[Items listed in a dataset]
........

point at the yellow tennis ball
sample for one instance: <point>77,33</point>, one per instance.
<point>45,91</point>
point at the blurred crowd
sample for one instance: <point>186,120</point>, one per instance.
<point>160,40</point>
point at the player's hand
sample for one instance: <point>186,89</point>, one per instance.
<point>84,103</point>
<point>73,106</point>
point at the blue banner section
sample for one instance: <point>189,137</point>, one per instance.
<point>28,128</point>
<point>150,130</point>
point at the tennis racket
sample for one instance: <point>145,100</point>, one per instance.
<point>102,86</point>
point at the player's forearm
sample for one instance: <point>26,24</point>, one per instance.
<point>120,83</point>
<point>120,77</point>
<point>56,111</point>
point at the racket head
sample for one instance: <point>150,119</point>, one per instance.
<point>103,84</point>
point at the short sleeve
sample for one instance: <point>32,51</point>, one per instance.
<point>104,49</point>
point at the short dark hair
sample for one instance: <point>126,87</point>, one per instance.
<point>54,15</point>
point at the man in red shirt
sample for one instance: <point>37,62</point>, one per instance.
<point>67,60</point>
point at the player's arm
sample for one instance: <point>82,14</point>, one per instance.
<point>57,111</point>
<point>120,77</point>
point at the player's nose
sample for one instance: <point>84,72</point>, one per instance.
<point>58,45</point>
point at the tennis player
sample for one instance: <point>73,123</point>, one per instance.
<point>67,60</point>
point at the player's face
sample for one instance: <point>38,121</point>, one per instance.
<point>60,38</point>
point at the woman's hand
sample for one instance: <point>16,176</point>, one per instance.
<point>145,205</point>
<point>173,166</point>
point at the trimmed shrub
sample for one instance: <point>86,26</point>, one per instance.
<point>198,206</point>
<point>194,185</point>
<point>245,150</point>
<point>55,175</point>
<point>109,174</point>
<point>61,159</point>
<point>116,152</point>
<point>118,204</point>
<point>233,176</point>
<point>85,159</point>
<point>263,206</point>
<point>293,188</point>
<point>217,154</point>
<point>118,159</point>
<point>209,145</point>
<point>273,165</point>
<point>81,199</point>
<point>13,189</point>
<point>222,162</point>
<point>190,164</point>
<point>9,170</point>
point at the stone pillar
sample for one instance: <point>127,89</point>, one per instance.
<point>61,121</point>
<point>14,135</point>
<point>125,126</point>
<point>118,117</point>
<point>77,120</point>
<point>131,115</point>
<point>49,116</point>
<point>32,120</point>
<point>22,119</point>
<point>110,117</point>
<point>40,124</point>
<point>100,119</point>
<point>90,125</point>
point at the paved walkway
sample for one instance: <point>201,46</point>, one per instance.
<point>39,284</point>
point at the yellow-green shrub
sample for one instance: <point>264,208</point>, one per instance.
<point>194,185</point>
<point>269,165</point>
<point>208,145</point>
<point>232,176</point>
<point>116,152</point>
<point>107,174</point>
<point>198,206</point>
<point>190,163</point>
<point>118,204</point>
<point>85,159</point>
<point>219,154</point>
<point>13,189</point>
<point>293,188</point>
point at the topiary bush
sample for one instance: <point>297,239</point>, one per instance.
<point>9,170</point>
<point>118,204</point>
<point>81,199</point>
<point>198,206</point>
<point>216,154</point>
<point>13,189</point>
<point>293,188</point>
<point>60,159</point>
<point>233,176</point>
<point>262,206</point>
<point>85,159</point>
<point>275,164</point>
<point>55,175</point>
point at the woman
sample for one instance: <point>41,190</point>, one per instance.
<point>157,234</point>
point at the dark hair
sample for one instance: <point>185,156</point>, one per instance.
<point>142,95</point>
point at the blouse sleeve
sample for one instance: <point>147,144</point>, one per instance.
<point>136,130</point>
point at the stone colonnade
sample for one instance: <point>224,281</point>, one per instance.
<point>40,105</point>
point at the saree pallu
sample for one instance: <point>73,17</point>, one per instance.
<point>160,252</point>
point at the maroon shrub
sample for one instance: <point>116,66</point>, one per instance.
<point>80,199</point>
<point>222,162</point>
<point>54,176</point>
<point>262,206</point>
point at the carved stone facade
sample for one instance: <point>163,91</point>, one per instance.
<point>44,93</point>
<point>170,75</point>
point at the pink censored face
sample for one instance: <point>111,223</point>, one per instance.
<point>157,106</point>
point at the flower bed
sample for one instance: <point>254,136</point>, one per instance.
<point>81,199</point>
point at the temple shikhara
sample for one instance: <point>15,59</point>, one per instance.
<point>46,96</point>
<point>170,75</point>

........

STATED GOAL: Rewrite all of the rows above, changing "one per instance" to "one for each instance" wherever it occurs and keeping the rest of each row unchanged.

FINAL RESULT:
point at the yellow tennis ball
sample for one instance: <point>77,33</point>, one for each instance.
<point>45,91</point>
point at the blurred crowd
sample for one instance: <point>186,120</point>, one for each instance.
<point>160,40</point>
point at the player's hand
sample for one instance: <point>186,89</point>, one for each instance.
<point>84,103</point>
<point>73,106</point>
point at the blue banner section
sample for one instance: <point>189,137</point>, one for each instance.
<point>28,128</point>
<point>150,130</point>
point at the tennis racket
sample for one instance: <point>145,100</point>, one for each instance.
<point>102,86</point>
point at the player's forearm
sample for one instance: <point>26,24</point>, one for each instance.
<point>120,83</point>
<point>120,77</point>
<point>56,111</point>
point at the racket head
sample for one instance: <point>150,119</point>, one for each instance.
<point>103,84</point>
point at the short sleeve
sample for one instance: <point>32,51</point>, one for each instance.
<point>104,49</point>
point at the short dark hair
sample for one instance: <point>126,87</point>, one for each instance.
<point>54,15</point>
point at the man in red shirt
sample for one instance: <point>37,62</point>, one for each instance.
<point>67,60</point>
point at the player's arm
sample for one instance: <point>82,14</point>, one for each instance.
<point>57,111</point>
<point>120,77</point>
point at the player's nose
sample for one instance: <point>84,72</point>, one for each instance.
<point>58,45</point>
point at the tennis player
sample for one instance: <point>73,123</point>, one for each instance.
<point>67,60</point>
point at the player's face
sample for one instance: <point>38,121</point>, one for each instance.
<point>60,38</point>
point at the woman's hand
sample for one instance: <point>16,176</point>, one for each instance.
<point>145,205</point>
<point>173,166</point>
point at the trimmed shrub
sample for one instance: <point>86,26</point>, one for each instance.
<point>198,206</point>
<point>194,185</point>
<point>245,150</point>
<point>55,175</point>
<point>109,174</point>
<point>61,159</point>
<point>116,152</point>
<point>118,204</point>
<point>233,176</point>
<point>85,159</point>
<point>263,206</point>
<point>293,188</point>
<point>217,154</point>
<point>118,159</point>
<point>209,145</point>
<point>273,165</point>
<point>81,199</point>
<point>13,189</point>
<point>222,162</point>
<point>190,164</point>
<point>9,170</point>
point at the stone pillar
sample for one instance: <point>127,89</point>, one for each instance.
<point>61,121</point>
<point>14,135</point>
<point>125,126</point>
<point>118,117</point>
<point>77,120</point>
<point>131,115</point>
<point>49,116</point>
<point>32,120</point>
<point>22,119</point>
<point>110,117</point>
<point>40,124</point>
<point>100,119</point>
<point>90,125</point>
point at the paved walkway
sample for one instance: <point>201,46</point>, one for each instance.
<point>39,284</point>
point at the yellow-green shrub
sample for one instance: <point>264,208</point>, one for each instance.
<point>194,185</point>
<point>269,165</point>
<point>208,145</point>
<point>232,176</point>
<point>116,152</point>
<point>107,174</point>
<point>198,206</point>
<point>190,163</point>
<point>118,204</point>
<point>85,159</point>
<point>219,154</point>
<point>13,189</point>
<point>293,188</point>
point at the topiary bush
sample for one instance: <point>297,239</point>, one for each instance.
<point>9,170</point>
<point>118,204</point>
<point>81,199</point>
<point>198,206</point>
<point>216,154</point>
<point>13,189</point>
<point>293,188</point>
<point>60,159</point>
<point>233,176</point>
<point>262,206</point>
<point>85,159</point>
<point>275,164</point>
<point>55,175</point>
point at the woman
sample for one instance: <point>41,190</point>, one for each instance.
<point>157,234</point>
point at the dark hair
sample for one instance: <point>185,156</point>, one for each instance.
<point>142,95</point>
point at the blouse sleeve
sample for one instance: <point>147,144</point>, one for each instance.
<point>136,130</point>
point at the stone colonnade
sample for one instance: <point>224,281</point>, one for each instance.
<point>40,105</point>
point at the saree pallu
sample for one instance: <point>73,17</point>, one for each instance.
<point>160,252</point>
point at the maroon shrub
sample for one instance: <point>116,66</point>, one for each instance.
<point>80,199</point>
<point>222,162</point>
<point>54,176</point>
<point>262,206</point>
point at the carved stone facade
sample for one instance: <point>163,91</point>, one for each instance.
<point>44,93</point>
<point>170,75</point>
point at the pink censored face
sample for one instance: <point>111,223</point>, one for each instance.
<point>157,106</point>
point at the flower bed
sample for one instance: <point>254,136</point>, one for each instance.
<point>81,199</point>
point at the temple shikhara
sample for one instance: <point>15,59</point>, one for each instance.
<point>46,96</point>
<point>170,75</point>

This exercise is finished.